Text excerpt:
Switch it up
In the Northern hemisphere, the phrase “Australian female rapper” can only be associated with one name: Iggy Azalea. For better or worse (read: undoubtedly worse) Azalea is the Land Down Under’s only successful female hip-hop export to date. However, some very public celebrity feuds and gratuitous acts of cultural appropriation have rendered her more embarrassment than ambassador. In the past two years, a 19-year-old rapper from Adelaide has been waiting patiently in the wings, crafting a handful of ambitious, radio-ready tracks. Now, with her successful ‘Switch Tape’ EP behind her and a debut album in the works, Zimbabwe-born Tkay Maidza is poised to redeem Aussie hip-hop on the international stage.
Her effortless flow and polished production have garnered comparisons to the likes of M.I.A. and Azealia Banks, though Maidza is quick to state her admiration for the undisputed queen of contemporary hip-hop. “Nikki Minaj was the reason why I started,” she says, having begun to write songs in her mid-teens. “She made me think, wow, girls actually do this thing!” The importance of elevating female voices in an industry dominated by male artists is not lost on Maidza. She recognises that she’s a pioneer, and hopes that, in time, she also proves to be a trendsetter. “I’m excited to see how far I go,” she says of her recent rise to prominence, “but I think it’s just the start of something, a bigger picture for women in Australia – not just rappers, but female vocalists as well.”

Stored data entries

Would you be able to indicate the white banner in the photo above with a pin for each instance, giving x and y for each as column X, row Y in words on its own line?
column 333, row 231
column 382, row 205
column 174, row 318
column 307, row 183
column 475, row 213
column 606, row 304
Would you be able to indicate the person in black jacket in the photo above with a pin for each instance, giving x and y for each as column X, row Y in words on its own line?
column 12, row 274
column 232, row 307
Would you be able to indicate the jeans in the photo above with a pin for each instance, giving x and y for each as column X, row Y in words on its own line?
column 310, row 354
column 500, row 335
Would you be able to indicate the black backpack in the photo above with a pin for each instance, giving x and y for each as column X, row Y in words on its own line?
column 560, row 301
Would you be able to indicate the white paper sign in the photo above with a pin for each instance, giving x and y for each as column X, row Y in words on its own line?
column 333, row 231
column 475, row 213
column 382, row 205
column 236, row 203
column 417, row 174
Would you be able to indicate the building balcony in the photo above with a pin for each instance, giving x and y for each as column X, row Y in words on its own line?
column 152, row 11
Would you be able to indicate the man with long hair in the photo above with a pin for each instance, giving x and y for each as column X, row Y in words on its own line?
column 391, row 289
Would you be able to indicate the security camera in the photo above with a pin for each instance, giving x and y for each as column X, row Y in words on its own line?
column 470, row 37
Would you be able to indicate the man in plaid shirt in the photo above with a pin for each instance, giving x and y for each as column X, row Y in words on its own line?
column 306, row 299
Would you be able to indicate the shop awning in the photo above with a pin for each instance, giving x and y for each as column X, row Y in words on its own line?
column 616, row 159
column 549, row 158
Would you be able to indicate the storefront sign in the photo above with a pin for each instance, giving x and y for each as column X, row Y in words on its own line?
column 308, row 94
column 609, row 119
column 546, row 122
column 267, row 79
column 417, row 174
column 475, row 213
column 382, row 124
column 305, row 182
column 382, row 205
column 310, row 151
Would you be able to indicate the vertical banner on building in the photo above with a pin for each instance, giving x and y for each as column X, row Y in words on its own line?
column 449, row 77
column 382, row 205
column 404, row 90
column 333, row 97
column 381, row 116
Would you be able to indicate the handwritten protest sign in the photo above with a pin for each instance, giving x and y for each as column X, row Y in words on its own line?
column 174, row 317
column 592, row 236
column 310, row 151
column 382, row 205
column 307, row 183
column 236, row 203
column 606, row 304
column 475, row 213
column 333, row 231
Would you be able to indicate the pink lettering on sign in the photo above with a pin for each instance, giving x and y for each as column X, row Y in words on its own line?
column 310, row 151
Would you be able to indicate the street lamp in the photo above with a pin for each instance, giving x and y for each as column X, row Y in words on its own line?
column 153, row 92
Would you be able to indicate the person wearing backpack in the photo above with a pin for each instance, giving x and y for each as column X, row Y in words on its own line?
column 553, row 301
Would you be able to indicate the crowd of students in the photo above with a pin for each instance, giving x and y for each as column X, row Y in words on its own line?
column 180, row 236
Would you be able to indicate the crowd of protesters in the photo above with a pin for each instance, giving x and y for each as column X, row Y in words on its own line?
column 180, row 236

Work task 1:
Write out part of the Tkay Maidza article word for word, beginning at the words "Switch it up" and stopping after "the international stage.".
Work task 2:
Extend the Tkay Maidza article from its final sentence onward.

Reply 1:
Switch it up
In the Northern hemisphere, the phrase “Australian female rapper” can only be associated with one name: Iggy Azalea. For better or worse (read: undoubtedly worse) Azalea is the Land Down Under’s only successful female hip-hop export to date. However, some very public celebrity feuds and gratuitous acts of cultural appropriation have rendered her more embarrassment than ambassador. In the past two years, a 19-year-old rapper from Adelaide has been waiting patiently in the wings, crafting a handful of ambitious, radio-ready tracks. Now, with her successful ‘Switch Tape’ EP behind her and a debut album in the works, Zimbabwe-born Tkay Maidza is poised to redeem Aussie hip-hop on the international stage.

Reply 2:
Maidza is both humble and affable –the kind of person to laugh at a dud joke just to diffuse the tension – though her easy-going demeanour belies a discerning streak.
She’s aware of the naysayers who want to divest her of her achievements or discredit her successes, and she isn’t afraid to defend herself – “I don’t think it’s a fluke or anything, because I’ve been able to play some of the most elite festivals.”
In that she means Australia’s celebrated Splendour in the Grass Festival (an event she’s performed at twice) and earlier this year she was selected to fill in for Lykke Li at the touring Laneway Festival after the singer pulled out due to ill health. “It’s like Pitchfork Festival in Australia,” she says of the latter. “They always get the Pitchfork kind of people to play there. Not a lot of Australians get to play there.”